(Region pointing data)

========================================================================

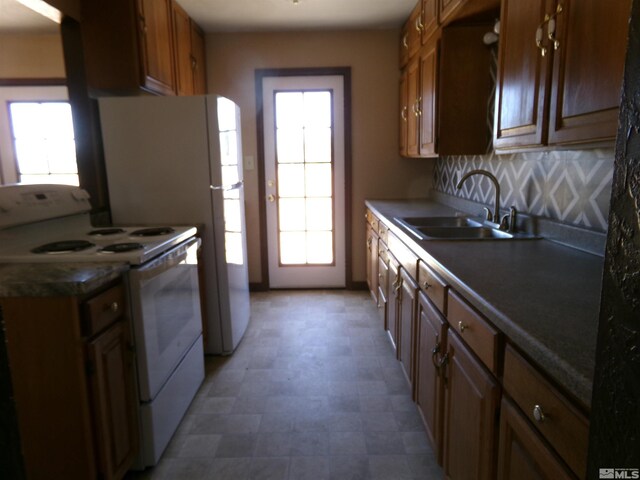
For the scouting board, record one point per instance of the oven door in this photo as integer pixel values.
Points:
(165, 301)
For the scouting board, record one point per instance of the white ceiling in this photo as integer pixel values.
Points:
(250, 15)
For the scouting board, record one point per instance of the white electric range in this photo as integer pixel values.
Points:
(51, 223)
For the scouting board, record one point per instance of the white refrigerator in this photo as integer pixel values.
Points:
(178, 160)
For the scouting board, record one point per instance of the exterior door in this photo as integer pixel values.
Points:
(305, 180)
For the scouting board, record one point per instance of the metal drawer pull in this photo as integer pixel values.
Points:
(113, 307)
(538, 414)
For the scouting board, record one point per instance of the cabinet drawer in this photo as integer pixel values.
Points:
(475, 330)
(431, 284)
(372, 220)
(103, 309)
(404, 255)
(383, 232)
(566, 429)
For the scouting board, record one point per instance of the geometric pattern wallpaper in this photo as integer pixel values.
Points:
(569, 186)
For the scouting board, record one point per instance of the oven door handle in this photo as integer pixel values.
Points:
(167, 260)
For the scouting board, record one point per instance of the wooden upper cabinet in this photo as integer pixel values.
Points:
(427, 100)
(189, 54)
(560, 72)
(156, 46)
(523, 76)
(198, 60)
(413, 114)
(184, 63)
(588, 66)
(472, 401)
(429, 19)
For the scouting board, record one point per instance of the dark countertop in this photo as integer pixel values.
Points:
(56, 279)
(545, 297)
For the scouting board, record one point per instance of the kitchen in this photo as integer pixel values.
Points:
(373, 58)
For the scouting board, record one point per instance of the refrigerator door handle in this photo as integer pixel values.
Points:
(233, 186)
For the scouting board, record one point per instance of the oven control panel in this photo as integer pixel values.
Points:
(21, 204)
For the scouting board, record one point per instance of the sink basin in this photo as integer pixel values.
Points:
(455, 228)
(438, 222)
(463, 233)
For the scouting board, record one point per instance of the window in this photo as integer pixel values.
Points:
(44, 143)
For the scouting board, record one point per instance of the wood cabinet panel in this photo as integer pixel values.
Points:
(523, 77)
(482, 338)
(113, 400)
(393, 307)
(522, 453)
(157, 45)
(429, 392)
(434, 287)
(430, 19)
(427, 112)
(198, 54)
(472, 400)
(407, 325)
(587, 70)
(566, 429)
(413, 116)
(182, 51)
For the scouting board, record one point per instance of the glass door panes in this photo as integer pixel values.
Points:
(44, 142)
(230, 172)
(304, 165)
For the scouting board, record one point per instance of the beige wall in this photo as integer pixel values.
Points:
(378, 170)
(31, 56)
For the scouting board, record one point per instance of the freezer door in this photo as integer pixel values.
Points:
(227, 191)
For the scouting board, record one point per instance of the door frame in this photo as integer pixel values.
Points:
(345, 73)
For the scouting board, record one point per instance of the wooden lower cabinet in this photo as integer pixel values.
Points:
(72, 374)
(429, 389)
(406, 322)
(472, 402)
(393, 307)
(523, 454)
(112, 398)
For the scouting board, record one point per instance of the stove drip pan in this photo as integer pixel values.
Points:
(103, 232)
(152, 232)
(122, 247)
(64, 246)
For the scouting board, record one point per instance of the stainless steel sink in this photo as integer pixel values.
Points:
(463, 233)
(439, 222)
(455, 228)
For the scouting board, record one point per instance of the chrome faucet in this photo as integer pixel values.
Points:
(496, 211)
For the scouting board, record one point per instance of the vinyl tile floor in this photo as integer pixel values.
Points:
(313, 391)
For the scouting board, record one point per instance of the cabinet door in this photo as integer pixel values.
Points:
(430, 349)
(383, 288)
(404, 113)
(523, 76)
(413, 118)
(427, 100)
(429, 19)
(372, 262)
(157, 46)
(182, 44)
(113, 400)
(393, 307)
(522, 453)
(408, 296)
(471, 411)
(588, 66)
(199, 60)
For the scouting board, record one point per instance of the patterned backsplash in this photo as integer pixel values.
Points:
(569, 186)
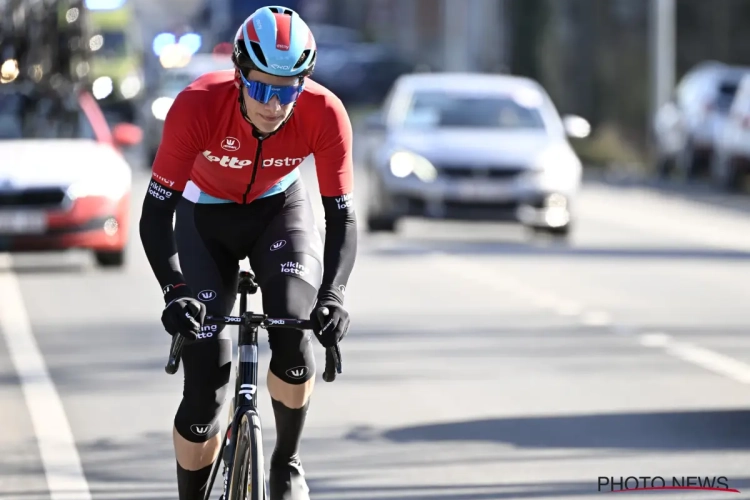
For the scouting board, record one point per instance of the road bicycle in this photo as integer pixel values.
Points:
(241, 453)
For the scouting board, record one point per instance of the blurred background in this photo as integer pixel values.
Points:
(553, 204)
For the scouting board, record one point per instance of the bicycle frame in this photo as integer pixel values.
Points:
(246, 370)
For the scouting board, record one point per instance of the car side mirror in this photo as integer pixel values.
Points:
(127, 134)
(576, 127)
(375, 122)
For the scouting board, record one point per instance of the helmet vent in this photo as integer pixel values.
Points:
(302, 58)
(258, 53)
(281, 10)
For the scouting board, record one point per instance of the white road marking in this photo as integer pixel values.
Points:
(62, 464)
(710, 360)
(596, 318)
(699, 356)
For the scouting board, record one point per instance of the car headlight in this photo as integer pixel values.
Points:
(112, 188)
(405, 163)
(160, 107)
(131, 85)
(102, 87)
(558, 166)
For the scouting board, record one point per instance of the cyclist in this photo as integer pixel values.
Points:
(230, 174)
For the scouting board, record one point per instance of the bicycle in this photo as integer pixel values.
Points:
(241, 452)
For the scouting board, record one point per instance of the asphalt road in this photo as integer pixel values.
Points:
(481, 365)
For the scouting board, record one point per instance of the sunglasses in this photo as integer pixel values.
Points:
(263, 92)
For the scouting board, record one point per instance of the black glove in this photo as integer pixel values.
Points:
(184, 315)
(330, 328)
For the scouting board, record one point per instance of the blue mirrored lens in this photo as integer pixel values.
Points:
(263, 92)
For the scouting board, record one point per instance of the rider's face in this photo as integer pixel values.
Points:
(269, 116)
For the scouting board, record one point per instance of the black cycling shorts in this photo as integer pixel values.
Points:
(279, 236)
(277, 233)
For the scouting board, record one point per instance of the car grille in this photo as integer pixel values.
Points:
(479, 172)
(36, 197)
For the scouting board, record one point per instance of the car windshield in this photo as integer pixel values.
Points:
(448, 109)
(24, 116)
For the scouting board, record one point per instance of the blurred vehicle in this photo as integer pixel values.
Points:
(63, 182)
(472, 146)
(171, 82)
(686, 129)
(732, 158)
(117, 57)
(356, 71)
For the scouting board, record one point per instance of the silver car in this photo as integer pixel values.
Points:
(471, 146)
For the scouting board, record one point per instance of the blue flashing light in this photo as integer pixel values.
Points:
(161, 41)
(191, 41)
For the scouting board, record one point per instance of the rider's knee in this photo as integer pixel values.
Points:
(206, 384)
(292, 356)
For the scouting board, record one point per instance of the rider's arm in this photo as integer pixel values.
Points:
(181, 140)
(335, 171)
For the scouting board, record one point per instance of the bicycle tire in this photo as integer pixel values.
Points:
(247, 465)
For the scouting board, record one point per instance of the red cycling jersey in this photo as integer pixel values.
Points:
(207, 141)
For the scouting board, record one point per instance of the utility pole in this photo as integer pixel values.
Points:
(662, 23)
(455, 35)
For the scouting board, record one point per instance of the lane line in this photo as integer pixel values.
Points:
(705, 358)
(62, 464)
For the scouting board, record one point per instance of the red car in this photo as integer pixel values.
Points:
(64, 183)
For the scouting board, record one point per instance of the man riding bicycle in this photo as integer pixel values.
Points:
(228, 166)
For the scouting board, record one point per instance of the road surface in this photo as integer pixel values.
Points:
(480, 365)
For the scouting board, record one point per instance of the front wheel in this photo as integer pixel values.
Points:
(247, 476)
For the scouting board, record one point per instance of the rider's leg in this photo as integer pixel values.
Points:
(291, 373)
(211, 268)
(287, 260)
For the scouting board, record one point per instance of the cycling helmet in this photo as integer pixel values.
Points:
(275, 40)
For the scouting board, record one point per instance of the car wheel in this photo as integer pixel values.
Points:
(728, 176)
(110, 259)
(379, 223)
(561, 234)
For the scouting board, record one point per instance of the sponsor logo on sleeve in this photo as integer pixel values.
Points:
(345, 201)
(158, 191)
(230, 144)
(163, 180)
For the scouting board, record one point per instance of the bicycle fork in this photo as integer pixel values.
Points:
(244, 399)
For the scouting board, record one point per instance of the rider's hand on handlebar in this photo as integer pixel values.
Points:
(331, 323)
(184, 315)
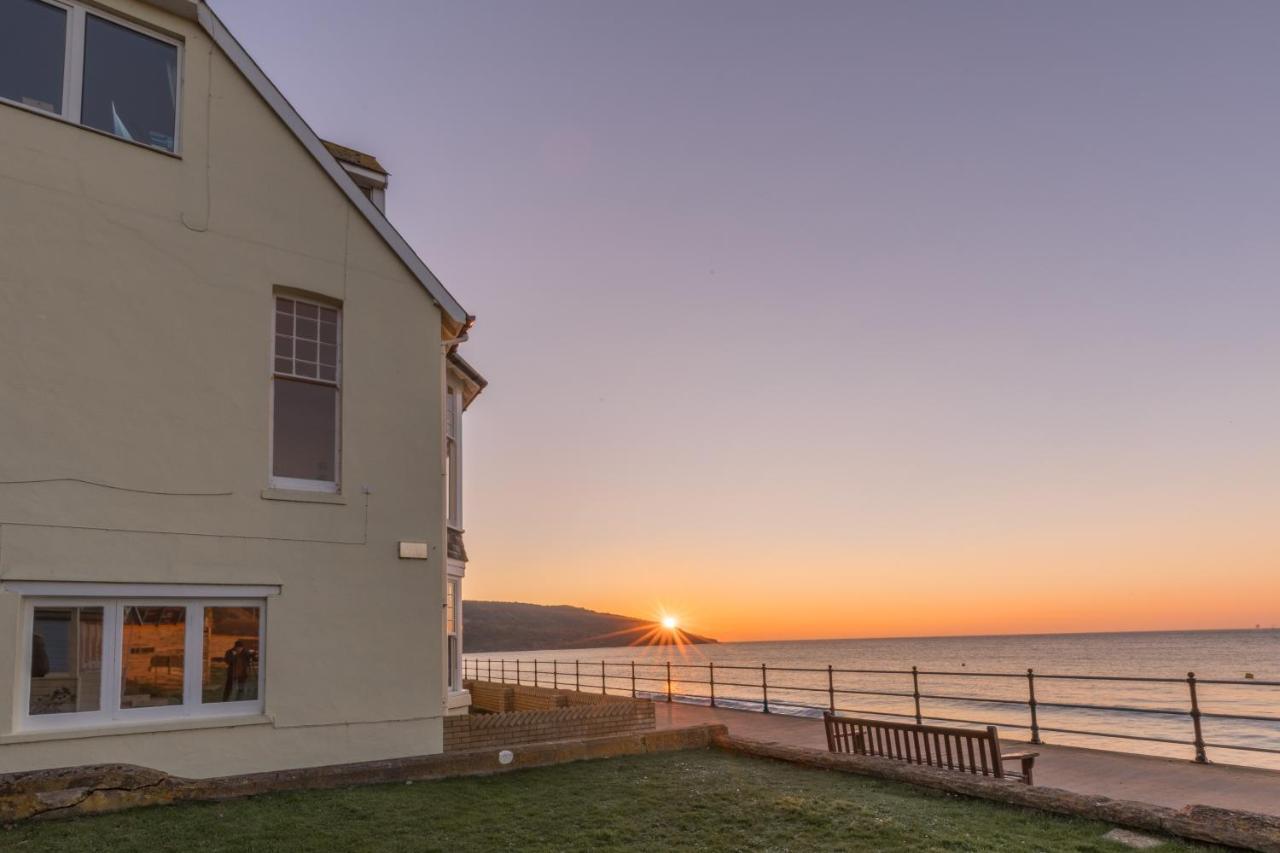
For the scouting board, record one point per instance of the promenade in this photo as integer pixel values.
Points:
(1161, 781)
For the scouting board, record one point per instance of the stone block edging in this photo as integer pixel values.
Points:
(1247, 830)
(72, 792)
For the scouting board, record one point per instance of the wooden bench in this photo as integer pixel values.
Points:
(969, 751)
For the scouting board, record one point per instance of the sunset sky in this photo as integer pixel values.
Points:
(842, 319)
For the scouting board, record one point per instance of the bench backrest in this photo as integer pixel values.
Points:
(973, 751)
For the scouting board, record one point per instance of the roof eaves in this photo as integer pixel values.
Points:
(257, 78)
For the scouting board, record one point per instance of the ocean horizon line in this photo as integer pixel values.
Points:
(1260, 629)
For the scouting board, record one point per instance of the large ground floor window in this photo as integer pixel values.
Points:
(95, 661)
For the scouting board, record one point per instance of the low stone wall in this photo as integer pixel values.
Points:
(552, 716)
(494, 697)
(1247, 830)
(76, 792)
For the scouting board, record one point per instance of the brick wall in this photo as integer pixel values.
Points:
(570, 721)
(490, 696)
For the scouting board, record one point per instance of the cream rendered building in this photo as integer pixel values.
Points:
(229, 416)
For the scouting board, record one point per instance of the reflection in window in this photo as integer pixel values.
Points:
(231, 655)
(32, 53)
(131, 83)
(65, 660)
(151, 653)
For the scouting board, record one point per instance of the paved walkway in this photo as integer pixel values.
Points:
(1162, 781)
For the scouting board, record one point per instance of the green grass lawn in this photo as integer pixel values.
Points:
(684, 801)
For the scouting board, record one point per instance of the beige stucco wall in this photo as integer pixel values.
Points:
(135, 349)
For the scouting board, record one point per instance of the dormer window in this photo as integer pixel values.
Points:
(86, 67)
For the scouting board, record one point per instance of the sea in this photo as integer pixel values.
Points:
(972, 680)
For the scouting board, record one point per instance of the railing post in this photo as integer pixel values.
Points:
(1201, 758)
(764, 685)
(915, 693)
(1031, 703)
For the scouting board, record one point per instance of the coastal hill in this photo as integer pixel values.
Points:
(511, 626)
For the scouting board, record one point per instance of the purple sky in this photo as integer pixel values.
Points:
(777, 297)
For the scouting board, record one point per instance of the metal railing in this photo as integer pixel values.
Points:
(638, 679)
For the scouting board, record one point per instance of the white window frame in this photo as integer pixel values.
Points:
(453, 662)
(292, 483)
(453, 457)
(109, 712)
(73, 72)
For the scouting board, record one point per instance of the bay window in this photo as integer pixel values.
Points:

========================================================================

**EXERCISE:**
Lines above with the string "wooden" need to be found and copied.

**YOUR RESPONSE:**
For the scouting board, record one point per instance of the wooden upper cabinet in this photo as integer pixel values.
For the scouting board, record one point per instance of the wooden lower cabinet in this photo as integer pixel values.
For the scouting board, record one point per instance of the wooden bench in this photo as integer pixel values.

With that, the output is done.